Your output should be the lines below from the one with "Phrase -- cat inside carrier" through the one with "Phrase -- grassy meadow", copied exactly, pictures excluded.

** PROVIDED DATA follows **

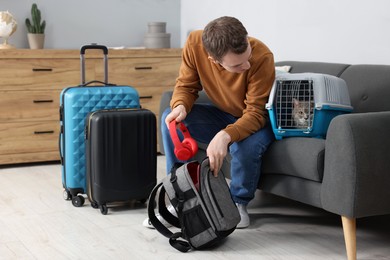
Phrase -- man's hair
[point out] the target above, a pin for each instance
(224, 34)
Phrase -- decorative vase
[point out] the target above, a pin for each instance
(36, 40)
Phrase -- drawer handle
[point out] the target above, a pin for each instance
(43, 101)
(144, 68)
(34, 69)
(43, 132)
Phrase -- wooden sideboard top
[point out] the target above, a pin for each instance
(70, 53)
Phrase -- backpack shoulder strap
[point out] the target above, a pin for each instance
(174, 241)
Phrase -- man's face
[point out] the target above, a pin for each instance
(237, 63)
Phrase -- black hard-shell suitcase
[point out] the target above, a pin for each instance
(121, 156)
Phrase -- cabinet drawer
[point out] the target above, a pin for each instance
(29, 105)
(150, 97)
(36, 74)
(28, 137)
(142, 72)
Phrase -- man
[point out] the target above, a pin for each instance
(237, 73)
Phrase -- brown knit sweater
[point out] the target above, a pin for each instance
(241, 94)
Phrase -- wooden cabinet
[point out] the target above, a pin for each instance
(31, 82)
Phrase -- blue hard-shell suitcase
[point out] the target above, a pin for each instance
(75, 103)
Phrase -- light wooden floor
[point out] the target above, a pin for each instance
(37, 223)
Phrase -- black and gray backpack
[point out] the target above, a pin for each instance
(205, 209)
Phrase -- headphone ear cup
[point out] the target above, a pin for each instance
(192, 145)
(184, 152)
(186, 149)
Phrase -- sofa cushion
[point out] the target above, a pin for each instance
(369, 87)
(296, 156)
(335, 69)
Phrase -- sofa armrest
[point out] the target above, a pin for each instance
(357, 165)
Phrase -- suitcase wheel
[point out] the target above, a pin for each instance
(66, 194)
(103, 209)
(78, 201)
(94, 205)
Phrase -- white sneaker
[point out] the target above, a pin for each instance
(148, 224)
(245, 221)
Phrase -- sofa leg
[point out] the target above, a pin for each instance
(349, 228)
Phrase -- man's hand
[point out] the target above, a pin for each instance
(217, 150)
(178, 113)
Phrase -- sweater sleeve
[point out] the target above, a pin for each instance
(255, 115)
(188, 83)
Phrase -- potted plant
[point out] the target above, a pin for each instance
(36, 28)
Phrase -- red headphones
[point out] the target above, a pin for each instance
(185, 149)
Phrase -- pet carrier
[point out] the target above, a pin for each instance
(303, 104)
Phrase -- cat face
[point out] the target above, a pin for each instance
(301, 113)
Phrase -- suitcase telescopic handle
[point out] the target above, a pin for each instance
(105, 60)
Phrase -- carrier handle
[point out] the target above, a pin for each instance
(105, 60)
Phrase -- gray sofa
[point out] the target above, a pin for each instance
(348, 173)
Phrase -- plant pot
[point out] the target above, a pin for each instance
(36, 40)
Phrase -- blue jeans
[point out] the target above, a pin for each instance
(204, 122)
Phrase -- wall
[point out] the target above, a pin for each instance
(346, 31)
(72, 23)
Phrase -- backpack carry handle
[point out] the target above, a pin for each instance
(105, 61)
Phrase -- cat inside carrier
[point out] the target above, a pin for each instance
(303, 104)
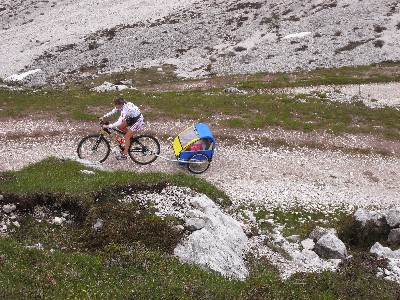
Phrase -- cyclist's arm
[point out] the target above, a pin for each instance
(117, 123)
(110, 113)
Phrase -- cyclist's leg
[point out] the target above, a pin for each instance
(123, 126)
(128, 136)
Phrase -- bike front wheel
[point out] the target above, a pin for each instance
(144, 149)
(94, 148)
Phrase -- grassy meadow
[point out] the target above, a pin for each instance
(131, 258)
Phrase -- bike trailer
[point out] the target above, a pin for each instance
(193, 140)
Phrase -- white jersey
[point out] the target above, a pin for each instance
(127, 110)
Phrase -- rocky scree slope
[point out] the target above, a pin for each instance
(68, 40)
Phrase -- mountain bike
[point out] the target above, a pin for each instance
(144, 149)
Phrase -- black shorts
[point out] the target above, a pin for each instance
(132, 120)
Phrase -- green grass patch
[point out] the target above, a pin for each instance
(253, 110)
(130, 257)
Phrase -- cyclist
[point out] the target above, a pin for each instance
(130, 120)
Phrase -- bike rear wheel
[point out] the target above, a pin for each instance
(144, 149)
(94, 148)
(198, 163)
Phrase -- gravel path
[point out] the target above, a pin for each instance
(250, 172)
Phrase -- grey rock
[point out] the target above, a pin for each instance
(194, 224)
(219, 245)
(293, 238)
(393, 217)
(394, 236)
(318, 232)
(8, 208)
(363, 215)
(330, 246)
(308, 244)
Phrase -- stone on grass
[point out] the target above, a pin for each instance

** End of PROVIDED DATA **

• _REPLY TO THE EXERCISE_:
Phrase -- cat inside carrier
[point out] the target above, a pin for each instance
(303, 104)
Phrase -- cyclist's arm
[point out] the target above, a pin for each instance
(117, 123)
(110, 113)
Phrase -- cyclist's leg
[point out] the target above, a pin for each instance
(123, 126)
(128, 136)
Phrase -- bike front wheel
[point out] the target above, a pin for each instance
(144, 149)
(94, 148)
Phrase -- grassy meadow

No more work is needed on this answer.